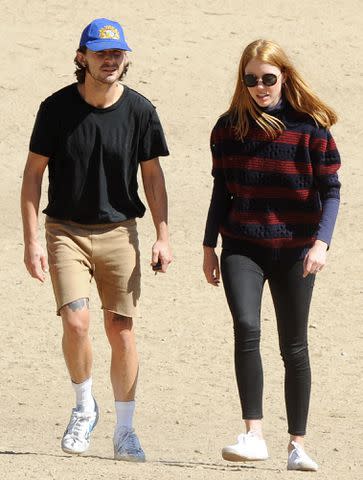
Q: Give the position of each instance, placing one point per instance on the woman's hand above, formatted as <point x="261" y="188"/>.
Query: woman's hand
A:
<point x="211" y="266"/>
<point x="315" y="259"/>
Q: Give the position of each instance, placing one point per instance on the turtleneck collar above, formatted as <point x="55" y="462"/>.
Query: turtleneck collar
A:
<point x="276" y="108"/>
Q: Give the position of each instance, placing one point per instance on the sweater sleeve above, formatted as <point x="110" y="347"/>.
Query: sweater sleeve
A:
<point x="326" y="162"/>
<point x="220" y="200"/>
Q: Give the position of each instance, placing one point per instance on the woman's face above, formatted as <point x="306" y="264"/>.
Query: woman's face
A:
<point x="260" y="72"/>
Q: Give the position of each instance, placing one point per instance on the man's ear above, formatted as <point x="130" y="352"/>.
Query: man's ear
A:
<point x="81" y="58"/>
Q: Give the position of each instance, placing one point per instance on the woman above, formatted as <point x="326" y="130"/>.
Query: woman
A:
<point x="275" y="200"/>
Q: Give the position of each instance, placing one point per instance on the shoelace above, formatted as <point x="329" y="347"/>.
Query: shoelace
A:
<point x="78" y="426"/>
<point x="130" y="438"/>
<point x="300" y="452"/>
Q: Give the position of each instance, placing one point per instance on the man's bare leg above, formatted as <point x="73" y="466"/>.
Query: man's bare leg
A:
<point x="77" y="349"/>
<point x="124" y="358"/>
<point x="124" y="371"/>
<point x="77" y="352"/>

──────────────────────────────

ACTIVITY
Go through the listing above and retype it exactly, skipping every picture.

ANSWER BOX
Q: Give the position of each instance, placing one point per instance on the woman's hand above, formatted as <point x="261" y="188"/>.
Query: woman's hand
A:
<point x="211" y="266"/>
<point x="315" y="259"/>
Q: Give the position of each instance, placing one point per instance on the turtleneck collar above, formatted as <point x="55" y="462"/>.
Query: turtleneck collar
A:
<point x="276" y="108"/>
Q: Give the position of each instance, placing one point per instance on the sweater sleeve above, formatted as <point x="110" y="347"/>.
Query: sweater sleeve
A:
<point x="326" y="162"/>
<point x="220" y="200"/>
Q: Give the position of each instance, placing one point per instance on the woman's face above, formatted as <point x="306" y="264"/>.
Query: woman's face
A:
<point x="260" y="72"/>
Q: Give the position of each instance, placing one point per instance on the man's ear above, formatted as <point x="130" y="352"/>.
Query: man's ear
A:
<point x="81" y="58"/>
Q: Give the position of each instance, placing one point per instance on the woman above, formatted as <point x="326" y="130"/>.
Query: woman
A:
<point x="275" y="200"/>
Q: Give the position of each instance, placing one point per instance on the shoelace above, formatted as <point x="329" y="347"/>.
Query: shoelace
A:
<point x="78" y="426"/>
<point x="130" y="438"/>
<point x="300" y="452"/>
Q: Give the position of each instance, placing one point per instance on the man's bare leg above, formatted as <point x="73" y="466"/>.
Query: man's bare leg
A:
<point x="77" y="349"/>
<point x="124" y="358"/>
<point x="124" y="371"/>
<point x="77" y="352"/>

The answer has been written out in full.